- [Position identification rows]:
- - -

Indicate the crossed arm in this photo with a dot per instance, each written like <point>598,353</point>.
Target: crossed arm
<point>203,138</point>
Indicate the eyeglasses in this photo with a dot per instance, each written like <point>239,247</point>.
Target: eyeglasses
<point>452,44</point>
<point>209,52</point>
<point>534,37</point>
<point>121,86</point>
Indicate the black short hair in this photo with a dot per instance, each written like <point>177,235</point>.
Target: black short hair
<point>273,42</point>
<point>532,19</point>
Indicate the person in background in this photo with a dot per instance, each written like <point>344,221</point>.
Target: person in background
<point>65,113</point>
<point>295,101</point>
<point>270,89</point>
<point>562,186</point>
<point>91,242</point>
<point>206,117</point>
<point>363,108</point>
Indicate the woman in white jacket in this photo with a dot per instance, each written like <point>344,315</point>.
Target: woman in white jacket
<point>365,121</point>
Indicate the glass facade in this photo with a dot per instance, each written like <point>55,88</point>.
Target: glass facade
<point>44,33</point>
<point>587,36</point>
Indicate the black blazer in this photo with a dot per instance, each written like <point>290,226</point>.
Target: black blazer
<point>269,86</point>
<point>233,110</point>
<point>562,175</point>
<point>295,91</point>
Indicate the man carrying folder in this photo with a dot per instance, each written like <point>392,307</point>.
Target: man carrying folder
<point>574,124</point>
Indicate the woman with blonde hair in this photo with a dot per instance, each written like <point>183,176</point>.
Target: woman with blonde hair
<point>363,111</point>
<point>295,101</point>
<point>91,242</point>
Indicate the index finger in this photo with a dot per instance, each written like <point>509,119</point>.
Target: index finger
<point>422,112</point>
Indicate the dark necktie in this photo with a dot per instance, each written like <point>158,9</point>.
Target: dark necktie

- - -

- [What is needed]:
Write all of the rows above out again, word for word.

- [Response to this exercise]:
Indicate the crossed arm in this photo with a dot per instance, each written like <point>598,353</point>.
Target: crossed arm
<point>203,138</point>
Indicate the eyeglasses in this photo with a dot per instance, each written like <point>239,247</point>.
Target: eyeglasses
<point>452,44</point>
<point>209,52</point>
<point>534,37</point>
<point>121,86</point>
Indicate the black short hair in this photo with a dot per instance, each written like <point>177,235</point>.
Target: black short hair
<point>273,42</point>
<point>532,19</point>
Indicate the person in background in this photo with a dot per instance, each written like <point>344,221</point>.
Target: person in background
<point>65,113</point>
<point>295,101</point>
<point>270,89</point>
<point>562,186</point>
<point>91,242</point>
<point>206,117</point>
<point>363,108</point>
Indicate the woman in white jacket in this photo with a dot per instance, each written like <point>344,315</point>.
Target: woman in white jacket
<point>365,121</point>
Indicate the glass facade in this photo with a dot per instance, each written like <point>55,88</point>.
Target: glass facade
<point>44,33</point>
<point>587,36</point>
Indicate the black blazer in this photo with a dot per instance, each written like <point>290,226</point>.
Target: black blazer
<point>269,86</point>
<point>233,110</point>
<point>562,175</point>
<point>295,91</point>
Indicate the man carrying folder in this photo with a dot per instance, each written like <point>392,307</point>.
Target: man carrying folder
<point>574,124</point>
Indicate the woman with blonde hair in this photo with a dot per instance, each written like <point>183,176</point>.
Target: woman with blonde hair
<point>363,111</point>
<point>295,101</point>
<point>91,242</point>
Indicate the index finger in this photo with a dot per instance, each written like <point>509,119</point>.
Target: index finger
<point>422,112</point>
Indicate the dark necktie in this photo with a dot per instance, each written like <point>158,9</point>.
Target: dark necktie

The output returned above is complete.